§ **What you will do**: Copy out all of the rows below, changing every "Target" to "Label" and leaving everything else as it is.

########

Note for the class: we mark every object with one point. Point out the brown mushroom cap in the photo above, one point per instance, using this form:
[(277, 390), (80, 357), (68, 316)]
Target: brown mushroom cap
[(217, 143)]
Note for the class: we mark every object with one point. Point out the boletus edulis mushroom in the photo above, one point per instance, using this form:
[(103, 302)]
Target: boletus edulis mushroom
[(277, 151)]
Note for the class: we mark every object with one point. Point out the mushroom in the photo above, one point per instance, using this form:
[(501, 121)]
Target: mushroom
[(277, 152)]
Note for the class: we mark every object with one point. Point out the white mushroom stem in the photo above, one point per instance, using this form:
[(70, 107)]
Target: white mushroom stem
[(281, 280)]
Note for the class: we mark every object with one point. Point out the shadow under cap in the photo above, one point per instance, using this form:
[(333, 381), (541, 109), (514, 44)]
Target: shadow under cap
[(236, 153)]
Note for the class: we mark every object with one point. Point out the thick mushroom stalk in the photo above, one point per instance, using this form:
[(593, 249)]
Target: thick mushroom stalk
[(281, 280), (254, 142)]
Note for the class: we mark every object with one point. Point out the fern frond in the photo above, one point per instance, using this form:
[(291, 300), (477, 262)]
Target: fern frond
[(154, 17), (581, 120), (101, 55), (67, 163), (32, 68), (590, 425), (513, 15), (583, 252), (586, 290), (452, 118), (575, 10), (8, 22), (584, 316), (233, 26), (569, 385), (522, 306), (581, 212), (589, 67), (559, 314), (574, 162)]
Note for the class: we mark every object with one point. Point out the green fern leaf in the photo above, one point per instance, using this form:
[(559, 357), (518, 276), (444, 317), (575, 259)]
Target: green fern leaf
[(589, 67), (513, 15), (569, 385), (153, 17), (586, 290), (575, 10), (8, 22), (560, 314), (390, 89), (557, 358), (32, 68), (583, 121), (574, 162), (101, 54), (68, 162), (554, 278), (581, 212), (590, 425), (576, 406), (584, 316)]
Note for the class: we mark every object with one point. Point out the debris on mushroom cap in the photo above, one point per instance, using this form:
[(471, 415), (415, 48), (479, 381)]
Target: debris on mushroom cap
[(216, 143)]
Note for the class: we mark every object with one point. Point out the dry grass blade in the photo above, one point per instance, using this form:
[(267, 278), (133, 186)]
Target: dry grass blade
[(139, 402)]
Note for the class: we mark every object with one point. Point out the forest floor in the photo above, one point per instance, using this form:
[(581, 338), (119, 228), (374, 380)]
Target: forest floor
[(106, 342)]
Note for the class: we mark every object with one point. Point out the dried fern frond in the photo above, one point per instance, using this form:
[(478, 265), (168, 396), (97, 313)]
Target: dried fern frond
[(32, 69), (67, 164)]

########

§ **Exercise answer**:
Note for the class: we mark every object with one point. Point out the brown mushroom cap in the photo above, one point per instance, using this form:
[(277, 390), (80, 357), (68, 316)]
Label: brown mushroom cap
[(217, 143)]
Note for the class: we mark every object with one point. Point out the boletus edulis mushroom in the photo above, one point per instance, using this form:
[(103, 302)]
Label: boletus edulis mushroom
[(277, 151)]
Note for the class: we mark every object with one point. Point out the mushroom in the photo above, one point per instance, using this form:
[(501, 121)]
Label: mushroom
[(277, 152)]
Note for the class: we mark every object with one point. Point out the white mushroom stem in the photo above, one point per instance, using this form:
[(70, 107)]
Label: white mushroom stem
[(281, 280)]
Note for the class: we mark every object with one point. Point out the shadow under cap in the photo above, one point per instance, using this form:
[(333, 381), (541, 109), (514, 44)]
Label: shadow under cap
[(236, 153)]
Note for the class: we mark every object with one point. Point out the thick mushroom stalk in the photo above, one point per instance, using this form:
[(593, 249)]
Label: thick mushroom stalk
[(281, 280), (254, 142)]
Note for the class: we mark every object with one point. Point out the fern frond in the photo above, one point per instance, using this form:
[(291, 300), (477, 262)]
Label: fern frond
[(154, 17), (581, 120), (101, 55), (67, 163), (32, 68), (590, 425), (513, 15), (583, 252), (586, 290), (452, 118), (575, 10), (8, 22), (584, 316), (233, 26), (569, 385), (522, 306), (581, 212), (589, 67), (559, 314), (574, 162)]
Note for the class: we mark every object with one point. Point out the green fern leaf in the photo above, one point per instance, using this form:
[(559, 357), (518, 276), (444, 317), (575, 259)]
Label: green fern leaf
[(589, 67), (513, 15), (569, 385), (153, 17), (586, 290), (575, 10), (8, 22), (560, 314), (390, 89), (557, 358), (32, 68), (583, 121), (574, 162), (101, 54), (68, 162), (554, 278), (581, 212), (590, 425), (576, 406), (584, 316)]
Note for the class: we mark every object with one point. Point out the debris on mushroom cap in the photo above, one point per instance, using this form:
[(471, 415), (415, 48), (479, 381)]
Label: debris on mushroom cap
[(216, 143)]
Note for the class: we mark every object with one point. Point out the dry grass blade in the photo above, one point per instance, using this form:
[(267, 278), (133, 186)]
Label: dry grass blade
[(139, 402)]
Note for the class: we mark every object with one point. Point out the forest floor in the photo above, one point per instance, using this form:
[(581, 338), (119, 228), (374, 380)]
Label: forest floor
[(106, 342)]
Note for the class: we mark every object with one point. Point out the dried fern frond in the photo above, one point per instance, using this form:
[(478, 265), (168, 396), (97, 313)]
Label: dried fern frond
[(32, 69), (67, 164)]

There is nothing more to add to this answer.